OK, I think I understand it, and we are in agreement. For the
purpose of the above paragraph, a side branch is what is not on the
"--ancestry-path", so all of the below "examples" are about the
behaviour when --ancestry-path is used.
> Example undesirable behaviour, with A treated as a side branch:
> ...
> 1) If only commit A changed our file, and merge X took "old" version Y
> for some reason, under these rules "--full-history A..B" would show
> nothing. X doesn't consider A because it's UNINTERESTING. If there had
> been an intervening (even irrelevant) commit A1 between A1 and X, X
> would have been shown.
This is exactly why I hinted that ancestry-path limiting may need to
come before path limiting decides which parents are interesting and
which are irrelevant, and I think it applies the same for the other
two examples.
I haven't thought through the implications of the definition of
"INTERESTING" you propose (without changing the rest of the code to
apply ancestry-path first, I assume).
While I'd like to see a solution that avoids to actually limit with
ancestry-path before limiting with pathspec (because I would imagine
that the most naive way to do so is to scan the graph twice, first
without pathspec to find and cull side branches from "ancestry-path"

## RECORD EXTRACTS
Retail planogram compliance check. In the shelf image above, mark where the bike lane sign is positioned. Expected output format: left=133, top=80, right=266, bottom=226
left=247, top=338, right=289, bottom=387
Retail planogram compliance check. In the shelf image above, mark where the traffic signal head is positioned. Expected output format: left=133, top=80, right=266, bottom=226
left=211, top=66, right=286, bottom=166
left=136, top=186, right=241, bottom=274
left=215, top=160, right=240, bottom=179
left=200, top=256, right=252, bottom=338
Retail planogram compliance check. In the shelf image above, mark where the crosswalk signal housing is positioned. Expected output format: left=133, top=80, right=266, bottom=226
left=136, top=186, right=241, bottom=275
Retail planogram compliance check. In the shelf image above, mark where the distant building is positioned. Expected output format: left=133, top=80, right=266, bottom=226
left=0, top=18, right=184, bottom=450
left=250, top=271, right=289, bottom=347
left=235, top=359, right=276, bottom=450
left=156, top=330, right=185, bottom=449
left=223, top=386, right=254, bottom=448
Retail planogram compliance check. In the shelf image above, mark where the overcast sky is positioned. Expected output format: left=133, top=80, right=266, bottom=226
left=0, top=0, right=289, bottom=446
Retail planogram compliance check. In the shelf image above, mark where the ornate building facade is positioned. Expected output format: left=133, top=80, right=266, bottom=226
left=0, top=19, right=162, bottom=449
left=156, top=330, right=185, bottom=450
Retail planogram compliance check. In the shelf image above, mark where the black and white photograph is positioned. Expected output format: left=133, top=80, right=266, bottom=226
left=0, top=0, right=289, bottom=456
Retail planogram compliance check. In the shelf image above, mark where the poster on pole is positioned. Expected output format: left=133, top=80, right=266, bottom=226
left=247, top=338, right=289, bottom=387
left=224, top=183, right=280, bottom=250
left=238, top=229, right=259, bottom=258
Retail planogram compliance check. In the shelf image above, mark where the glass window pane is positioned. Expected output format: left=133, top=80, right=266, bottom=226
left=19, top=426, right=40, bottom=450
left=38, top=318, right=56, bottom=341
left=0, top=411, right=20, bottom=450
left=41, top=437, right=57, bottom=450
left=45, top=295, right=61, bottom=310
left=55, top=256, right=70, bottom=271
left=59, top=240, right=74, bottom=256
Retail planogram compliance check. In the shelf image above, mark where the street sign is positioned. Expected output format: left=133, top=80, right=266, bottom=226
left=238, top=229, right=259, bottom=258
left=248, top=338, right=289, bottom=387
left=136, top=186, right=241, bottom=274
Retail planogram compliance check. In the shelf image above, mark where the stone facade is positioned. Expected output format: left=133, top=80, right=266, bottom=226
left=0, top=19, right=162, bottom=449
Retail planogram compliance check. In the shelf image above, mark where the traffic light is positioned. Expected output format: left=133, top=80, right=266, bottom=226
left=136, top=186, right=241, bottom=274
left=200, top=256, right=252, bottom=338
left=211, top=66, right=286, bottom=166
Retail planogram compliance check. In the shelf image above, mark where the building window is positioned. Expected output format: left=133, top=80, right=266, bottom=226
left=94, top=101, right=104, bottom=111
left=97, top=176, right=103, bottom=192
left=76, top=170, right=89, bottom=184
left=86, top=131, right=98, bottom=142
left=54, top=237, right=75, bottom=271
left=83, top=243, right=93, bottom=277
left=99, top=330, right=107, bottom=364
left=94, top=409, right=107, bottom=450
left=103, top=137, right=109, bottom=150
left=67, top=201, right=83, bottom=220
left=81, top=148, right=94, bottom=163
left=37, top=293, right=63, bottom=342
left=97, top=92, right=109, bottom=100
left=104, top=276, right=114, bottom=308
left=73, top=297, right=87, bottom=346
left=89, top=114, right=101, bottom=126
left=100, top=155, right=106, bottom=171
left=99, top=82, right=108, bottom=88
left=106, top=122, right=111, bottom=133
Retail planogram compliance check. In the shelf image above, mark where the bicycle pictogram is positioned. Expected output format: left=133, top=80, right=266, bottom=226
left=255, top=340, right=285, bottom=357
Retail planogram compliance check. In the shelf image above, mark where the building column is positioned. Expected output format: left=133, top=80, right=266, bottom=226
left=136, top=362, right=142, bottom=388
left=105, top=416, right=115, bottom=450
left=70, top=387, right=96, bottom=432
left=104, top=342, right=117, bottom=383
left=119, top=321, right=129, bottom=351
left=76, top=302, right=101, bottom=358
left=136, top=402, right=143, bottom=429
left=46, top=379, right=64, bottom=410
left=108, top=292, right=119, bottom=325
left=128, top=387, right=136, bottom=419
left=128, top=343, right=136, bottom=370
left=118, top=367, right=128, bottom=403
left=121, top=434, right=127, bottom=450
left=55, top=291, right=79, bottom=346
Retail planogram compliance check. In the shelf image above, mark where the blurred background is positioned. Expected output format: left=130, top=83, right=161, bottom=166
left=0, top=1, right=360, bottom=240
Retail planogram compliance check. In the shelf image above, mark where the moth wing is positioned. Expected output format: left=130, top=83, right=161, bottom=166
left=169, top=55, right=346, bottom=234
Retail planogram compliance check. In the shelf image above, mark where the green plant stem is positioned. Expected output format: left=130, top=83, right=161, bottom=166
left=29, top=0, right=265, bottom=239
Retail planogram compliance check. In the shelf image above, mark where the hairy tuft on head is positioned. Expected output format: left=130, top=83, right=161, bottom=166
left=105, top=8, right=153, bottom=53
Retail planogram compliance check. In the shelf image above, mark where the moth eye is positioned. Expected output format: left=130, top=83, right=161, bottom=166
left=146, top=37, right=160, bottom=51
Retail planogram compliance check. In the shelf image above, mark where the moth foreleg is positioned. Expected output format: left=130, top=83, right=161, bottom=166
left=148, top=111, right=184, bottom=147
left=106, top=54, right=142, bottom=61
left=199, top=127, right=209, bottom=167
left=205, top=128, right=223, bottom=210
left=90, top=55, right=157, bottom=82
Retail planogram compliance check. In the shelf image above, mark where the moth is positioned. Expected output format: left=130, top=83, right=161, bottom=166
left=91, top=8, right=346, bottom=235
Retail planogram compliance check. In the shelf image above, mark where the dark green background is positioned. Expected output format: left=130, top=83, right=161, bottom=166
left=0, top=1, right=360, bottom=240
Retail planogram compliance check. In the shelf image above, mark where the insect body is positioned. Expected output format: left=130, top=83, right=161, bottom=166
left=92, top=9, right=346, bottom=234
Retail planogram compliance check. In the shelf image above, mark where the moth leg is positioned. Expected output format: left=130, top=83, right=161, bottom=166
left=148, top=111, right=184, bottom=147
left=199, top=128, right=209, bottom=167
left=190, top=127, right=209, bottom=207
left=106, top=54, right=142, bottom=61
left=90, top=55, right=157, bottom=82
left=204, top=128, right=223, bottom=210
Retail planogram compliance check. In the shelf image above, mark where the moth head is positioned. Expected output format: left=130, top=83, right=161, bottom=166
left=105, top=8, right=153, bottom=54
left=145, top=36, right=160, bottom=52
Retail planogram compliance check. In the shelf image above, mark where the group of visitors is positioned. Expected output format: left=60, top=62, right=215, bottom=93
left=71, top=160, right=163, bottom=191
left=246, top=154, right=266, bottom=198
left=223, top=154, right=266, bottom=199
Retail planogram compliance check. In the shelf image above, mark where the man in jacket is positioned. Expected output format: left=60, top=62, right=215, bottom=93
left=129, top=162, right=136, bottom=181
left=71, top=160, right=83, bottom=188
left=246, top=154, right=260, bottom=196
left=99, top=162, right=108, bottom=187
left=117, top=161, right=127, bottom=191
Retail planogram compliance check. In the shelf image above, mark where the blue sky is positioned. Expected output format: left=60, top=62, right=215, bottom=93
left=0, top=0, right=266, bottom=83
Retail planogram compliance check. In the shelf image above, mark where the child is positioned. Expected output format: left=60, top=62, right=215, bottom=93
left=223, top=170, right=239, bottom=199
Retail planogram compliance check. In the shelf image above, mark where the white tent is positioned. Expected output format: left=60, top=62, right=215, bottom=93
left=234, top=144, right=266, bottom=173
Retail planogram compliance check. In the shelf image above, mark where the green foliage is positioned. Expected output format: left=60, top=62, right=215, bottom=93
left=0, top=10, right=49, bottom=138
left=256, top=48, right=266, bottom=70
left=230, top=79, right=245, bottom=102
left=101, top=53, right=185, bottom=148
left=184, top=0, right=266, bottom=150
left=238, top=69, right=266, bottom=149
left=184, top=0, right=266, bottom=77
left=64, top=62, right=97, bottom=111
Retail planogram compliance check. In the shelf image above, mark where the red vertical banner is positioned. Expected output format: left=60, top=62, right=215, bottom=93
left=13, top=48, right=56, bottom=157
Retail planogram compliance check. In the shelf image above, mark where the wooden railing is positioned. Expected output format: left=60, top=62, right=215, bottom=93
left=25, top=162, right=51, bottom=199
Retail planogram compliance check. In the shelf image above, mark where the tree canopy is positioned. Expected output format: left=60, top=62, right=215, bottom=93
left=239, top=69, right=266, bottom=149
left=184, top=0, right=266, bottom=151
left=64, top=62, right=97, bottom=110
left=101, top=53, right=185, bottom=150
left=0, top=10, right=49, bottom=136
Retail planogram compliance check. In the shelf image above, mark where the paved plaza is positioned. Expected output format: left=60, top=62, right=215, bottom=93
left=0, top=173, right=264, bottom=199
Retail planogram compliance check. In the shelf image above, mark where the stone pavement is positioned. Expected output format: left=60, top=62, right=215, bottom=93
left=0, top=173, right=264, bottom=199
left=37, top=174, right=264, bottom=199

## SET TASKS
a) In the reply about --ancestry-path, rewrite the passage starting at "This is exactly" and ending at "first, I assume).", putting "uninteresting" in place of "irrelevant".
b) Answer these questions from the reply about --ancestry-path:
(i) For the purpose of the paragraph being discussed, what counts as a side branch?
(ii) If only commit A changed the file and merge X took the "old" version Y, what would "--full-history A..B" show?
(iii) Why doesn't X consider A?

## RESPONSES PER TASK
a)
This is exactly why I hinted that ancestry-path limiting may need to
come before path limiting decides which parents are interesting and
which are uninteresting, and I think it applies the same for the other
two examples.
I haven't thought through the implications of the definition of
"INTERESTING" you propose (without changing the rest of the code to
apply ancestry-path first, I assume).

b)
(i) Whatever is not on the "--ancestry-path".
(ii) Nothing.
(iii) Because A is UNINTERESTING.